- **TEXT PROVIDED**
"""
Millennial animal house
Talk of the higher ed bubble is getting louder and louder, and some predict that this will be the next bloated American industry to burst. That talk centers on how tuition has skyrocketed in recent years, far outpacing the rate of inflation, so that schools can maintain spending patterns that are simply not sustainable–particularly in an era when state funding for colleges and universities is shrinking. The talk touches, too, on the devaluation of the college degree–how grade inflation has gone hand in hand with declining educational outcomes and reduced study time; how time to degree is getting longer and longer (we are now talking about six-year graduation rates, as so few manage to finish in four). And it describes how heartlessly schools exploit students’ naivete–and innumeracy–when, for example, they arrange massive loans for them to earn humanities degrees that will never bring in a salary capable of paying off the debt, or, for example, when law schools lure students into a six-figure hole with misleading information about what their earning capacity will be when they graduate. I could go on.
So much of it is about how students have been victimized by the system. And there is a lot of that. But there is also a story to be told about an awful corollary to the above–the almost nihilistic, often dangerous non-seriousness of students themselves. Craig Brandon’s The Five Year Party tells it:
“The Five-Year Party” provides the most vivid portrait of college life since Tom Wolfe’s 2004 novel, “I Am Charlotte Simmons.” The difference is that it isn’t fiction. The alcohol-soaked, sex-saturated, drug-infested campuses that Mr. Brandon writes about are real. His book is a roadmap for parents on how to steer clear of the worst of them.
"""
- **OBJECTIVES**
• 1. Print word for word the part of the higher education text that begins at the words "So much of it" and stops after the words "worst of them.".
• 2. Output, unchanged, the lines of the records that begin at the line containing "Pick out the cardigan sleeve." and run through the final line of the records.

- **GIVEN RECORDS**
"""
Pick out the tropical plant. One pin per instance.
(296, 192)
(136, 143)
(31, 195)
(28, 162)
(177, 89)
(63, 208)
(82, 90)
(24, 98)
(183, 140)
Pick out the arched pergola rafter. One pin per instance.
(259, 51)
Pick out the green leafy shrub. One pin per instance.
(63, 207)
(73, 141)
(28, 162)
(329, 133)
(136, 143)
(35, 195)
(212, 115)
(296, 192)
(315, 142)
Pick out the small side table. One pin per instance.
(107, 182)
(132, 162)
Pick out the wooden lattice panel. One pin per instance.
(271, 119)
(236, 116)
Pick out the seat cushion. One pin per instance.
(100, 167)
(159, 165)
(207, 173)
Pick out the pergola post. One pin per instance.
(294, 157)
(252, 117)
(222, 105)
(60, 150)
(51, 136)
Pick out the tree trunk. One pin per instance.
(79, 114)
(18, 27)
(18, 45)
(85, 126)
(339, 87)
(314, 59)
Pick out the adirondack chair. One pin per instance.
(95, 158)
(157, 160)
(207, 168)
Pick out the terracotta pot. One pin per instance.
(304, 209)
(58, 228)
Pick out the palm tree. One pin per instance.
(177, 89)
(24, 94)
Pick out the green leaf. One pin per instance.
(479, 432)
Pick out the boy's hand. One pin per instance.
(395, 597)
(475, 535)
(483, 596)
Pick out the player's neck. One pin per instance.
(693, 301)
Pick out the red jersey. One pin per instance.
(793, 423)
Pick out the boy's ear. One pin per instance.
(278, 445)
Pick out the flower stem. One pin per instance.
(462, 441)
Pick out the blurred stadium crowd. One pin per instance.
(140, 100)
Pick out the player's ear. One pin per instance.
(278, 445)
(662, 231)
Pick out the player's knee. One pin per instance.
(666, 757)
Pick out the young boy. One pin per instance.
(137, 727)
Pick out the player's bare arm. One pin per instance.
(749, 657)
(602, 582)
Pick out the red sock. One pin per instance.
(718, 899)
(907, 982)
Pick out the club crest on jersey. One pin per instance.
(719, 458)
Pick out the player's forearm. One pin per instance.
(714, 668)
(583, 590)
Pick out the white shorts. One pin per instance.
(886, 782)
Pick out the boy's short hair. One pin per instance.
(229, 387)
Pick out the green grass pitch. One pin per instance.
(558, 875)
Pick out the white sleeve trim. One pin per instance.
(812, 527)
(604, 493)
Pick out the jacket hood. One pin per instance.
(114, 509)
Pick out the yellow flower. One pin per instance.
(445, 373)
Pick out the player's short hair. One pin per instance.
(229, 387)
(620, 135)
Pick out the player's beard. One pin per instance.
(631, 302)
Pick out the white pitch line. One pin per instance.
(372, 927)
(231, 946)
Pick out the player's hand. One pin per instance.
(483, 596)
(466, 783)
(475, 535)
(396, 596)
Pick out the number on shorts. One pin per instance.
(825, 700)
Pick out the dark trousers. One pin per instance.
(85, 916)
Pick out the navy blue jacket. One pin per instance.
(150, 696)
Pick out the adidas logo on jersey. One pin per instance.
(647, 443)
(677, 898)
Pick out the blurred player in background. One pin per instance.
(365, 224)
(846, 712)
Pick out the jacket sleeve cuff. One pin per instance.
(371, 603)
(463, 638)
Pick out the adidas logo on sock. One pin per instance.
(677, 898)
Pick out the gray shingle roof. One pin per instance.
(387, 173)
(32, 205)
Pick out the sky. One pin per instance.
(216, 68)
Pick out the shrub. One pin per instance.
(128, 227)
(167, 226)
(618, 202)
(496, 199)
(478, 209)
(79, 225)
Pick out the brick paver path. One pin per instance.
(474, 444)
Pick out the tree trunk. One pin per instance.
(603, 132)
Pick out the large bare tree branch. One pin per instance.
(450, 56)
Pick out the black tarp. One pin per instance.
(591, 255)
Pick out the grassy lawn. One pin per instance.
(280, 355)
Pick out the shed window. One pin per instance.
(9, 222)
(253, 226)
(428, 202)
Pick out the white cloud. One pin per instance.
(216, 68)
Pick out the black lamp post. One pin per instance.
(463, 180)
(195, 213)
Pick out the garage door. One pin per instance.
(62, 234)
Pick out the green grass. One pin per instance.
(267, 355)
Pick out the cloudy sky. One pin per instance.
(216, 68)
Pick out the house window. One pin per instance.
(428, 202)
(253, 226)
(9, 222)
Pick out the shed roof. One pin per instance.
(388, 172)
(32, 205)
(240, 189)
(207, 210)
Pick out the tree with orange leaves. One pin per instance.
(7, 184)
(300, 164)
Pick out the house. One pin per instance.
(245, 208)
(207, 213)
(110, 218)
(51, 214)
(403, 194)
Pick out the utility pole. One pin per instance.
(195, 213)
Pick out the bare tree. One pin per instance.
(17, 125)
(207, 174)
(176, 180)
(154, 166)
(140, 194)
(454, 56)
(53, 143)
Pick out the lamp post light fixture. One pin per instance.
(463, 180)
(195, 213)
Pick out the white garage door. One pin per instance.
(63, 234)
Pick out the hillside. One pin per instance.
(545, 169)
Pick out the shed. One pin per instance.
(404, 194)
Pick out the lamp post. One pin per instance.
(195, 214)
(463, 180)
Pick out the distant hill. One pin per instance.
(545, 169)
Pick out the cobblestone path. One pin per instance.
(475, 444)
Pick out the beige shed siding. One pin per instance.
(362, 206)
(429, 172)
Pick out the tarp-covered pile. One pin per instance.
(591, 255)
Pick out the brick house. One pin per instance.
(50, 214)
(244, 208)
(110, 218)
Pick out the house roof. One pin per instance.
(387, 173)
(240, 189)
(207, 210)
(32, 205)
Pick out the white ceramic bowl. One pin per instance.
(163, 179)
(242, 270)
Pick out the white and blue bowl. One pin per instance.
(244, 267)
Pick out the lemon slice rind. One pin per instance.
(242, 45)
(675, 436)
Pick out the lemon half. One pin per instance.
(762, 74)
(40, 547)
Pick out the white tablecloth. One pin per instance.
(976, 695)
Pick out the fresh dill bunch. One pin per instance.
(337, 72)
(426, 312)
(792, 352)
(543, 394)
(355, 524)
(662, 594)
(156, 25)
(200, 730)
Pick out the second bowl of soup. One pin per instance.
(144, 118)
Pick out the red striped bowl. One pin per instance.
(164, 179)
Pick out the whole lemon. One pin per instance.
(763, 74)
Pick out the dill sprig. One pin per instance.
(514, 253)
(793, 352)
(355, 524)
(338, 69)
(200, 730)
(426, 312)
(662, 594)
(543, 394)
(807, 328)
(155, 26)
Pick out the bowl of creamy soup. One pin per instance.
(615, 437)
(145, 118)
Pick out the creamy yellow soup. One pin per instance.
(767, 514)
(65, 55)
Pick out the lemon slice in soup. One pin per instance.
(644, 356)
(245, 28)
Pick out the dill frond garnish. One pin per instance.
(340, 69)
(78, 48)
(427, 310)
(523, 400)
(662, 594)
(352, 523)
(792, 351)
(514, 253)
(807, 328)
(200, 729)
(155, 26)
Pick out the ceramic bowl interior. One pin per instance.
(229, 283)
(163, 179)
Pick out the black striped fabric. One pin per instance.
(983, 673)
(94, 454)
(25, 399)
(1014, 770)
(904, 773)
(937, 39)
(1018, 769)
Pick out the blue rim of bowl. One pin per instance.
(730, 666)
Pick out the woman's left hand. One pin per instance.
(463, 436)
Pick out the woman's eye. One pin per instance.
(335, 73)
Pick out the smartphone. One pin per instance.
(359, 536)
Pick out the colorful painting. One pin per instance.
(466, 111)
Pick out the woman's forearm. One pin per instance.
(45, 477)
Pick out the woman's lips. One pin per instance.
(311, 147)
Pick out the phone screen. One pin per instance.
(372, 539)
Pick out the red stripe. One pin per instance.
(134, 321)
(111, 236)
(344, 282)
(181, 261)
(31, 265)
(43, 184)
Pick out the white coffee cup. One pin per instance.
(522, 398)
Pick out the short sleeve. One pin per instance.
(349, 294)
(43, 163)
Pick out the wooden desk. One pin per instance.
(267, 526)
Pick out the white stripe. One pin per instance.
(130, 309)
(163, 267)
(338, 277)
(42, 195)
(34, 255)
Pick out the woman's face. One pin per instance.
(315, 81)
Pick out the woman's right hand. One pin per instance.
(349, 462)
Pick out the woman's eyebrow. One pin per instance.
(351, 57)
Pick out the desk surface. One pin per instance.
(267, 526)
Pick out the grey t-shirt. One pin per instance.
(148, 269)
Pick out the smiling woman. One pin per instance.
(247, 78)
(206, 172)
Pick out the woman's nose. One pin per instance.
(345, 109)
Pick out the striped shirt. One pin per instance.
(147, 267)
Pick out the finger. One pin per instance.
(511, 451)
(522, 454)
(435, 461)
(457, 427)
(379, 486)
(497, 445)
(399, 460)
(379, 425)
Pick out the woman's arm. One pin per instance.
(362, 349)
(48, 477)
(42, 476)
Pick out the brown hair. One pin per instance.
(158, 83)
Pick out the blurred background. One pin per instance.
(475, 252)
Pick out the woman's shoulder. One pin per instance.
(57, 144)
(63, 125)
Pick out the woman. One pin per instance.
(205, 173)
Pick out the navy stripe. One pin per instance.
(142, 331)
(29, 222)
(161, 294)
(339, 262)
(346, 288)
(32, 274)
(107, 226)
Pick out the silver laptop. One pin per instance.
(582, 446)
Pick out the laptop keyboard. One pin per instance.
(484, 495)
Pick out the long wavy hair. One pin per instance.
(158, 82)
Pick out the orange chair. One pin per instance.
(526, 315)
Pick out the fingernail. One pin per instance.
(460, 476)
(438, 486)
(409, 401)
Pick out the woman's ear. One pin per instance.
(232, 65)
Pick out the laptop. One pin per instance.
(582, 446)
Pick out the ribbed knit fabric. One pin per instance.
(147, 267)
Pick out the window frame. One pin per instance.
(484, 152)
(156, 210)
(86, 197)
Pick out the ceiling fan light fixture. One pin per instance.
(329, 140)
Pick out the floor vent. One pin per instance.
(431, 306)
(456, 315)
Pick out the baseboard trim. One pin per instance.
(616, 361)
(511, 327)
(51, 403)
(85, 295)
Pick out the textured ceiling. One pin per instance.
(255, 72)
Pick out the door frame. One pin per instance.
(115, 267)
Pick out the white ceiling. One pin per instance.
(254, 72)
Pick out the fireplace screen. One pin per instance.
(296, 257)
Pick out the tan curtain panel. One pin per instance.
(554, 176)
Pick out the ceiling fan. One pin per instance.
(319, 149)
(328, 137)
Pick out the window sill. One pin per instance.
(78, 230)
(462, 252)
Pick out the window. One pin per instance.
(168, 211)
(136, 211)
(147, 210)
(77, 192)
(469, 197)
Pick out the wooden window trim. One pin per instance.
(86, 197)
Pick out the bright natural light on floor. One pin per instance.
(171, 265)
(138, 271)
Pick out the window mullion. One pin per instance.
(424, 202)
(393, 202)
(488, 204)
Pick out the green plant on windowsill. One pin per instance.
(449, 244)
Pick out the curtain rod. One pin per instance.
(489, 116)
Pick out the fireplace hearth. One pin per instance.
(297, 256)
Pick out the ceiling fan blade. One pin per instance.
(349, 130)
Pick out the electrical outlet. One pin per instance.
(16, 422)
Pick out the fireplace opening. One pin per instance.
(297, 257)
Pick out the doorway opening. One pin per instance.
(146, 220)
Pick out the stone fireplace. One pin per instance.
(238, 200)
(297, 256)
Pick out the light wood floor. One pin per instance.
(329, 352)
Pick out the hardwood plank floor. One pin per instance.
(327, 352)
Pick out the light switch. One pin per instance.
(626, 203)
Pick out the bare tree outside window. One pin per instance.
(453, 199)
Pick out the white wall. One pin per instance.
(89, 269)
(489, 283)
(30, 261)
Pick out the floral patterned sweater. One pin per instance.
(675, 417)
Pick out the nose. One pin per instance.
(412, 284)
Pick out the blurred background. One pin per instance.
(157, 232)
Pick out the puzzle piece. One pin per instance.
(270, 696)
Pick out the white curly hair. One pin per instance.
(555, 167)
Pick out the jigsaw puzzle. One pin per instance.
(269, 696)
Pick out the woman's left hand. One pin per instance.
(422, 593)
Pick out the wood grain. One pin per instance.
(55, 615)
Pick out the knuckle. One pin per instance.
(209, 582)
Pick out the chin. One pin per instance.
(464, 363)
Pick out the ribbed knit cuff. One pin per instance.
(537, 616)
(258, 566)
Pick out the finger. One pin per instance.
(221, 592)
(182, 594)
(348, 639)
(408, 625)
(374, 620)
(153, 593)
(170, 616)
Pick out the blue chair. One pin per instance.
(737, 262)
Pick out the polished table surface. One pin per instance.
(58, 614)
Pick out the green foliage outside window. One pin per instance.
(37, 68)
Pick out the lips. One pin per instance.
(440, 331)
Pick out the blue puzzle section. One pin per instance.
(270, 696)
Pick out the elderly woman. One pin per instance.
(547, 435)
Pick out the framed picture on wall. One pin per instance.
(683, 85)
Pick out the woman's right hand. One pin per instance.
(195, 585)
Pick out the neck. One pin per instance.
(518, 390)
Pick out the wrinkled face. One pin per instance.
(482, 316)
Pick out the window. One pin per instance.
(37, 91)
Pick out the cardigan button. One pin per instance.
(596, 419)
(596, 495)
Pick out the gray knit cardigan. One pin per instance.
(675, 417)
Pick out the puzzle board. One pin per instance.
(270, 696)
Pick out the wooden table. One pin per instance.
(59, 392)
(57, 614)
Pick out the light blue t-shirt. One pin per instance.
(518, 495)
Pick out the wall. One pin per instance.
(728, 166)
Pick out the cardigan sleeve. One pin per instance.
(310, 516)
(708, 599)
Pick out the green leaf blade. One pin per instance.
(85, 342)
"""
- **RESPONSES**
• 1.
So much of it is about how students have been victimized by the system. And there is a lot of that. But there is also a story to be told about an awful corollary to the above–the almost nihilistic, often dangerous non-seriousness of students themselves. Craig Brandon’s The Five Year Party tells it:
“The Five-Year Party” provides the most vivid portrait of college life since Tom Wolfe’s 2004 novel, “I Am Charlotte Simmons.” The difference is that it isn’t fiction. The alcohol-soaked, sex-saturated, drug-infested campuses that Mr. Brandon writes about are real. His book is a roadmap for parents on how to steer clear of the worst of them.

• 2.
Pick out the cardigan sleeve. One pin per instance.
(310, 516)
(708, 599)
Pick out the green leaf blade. One pin per instance.
(85, 342)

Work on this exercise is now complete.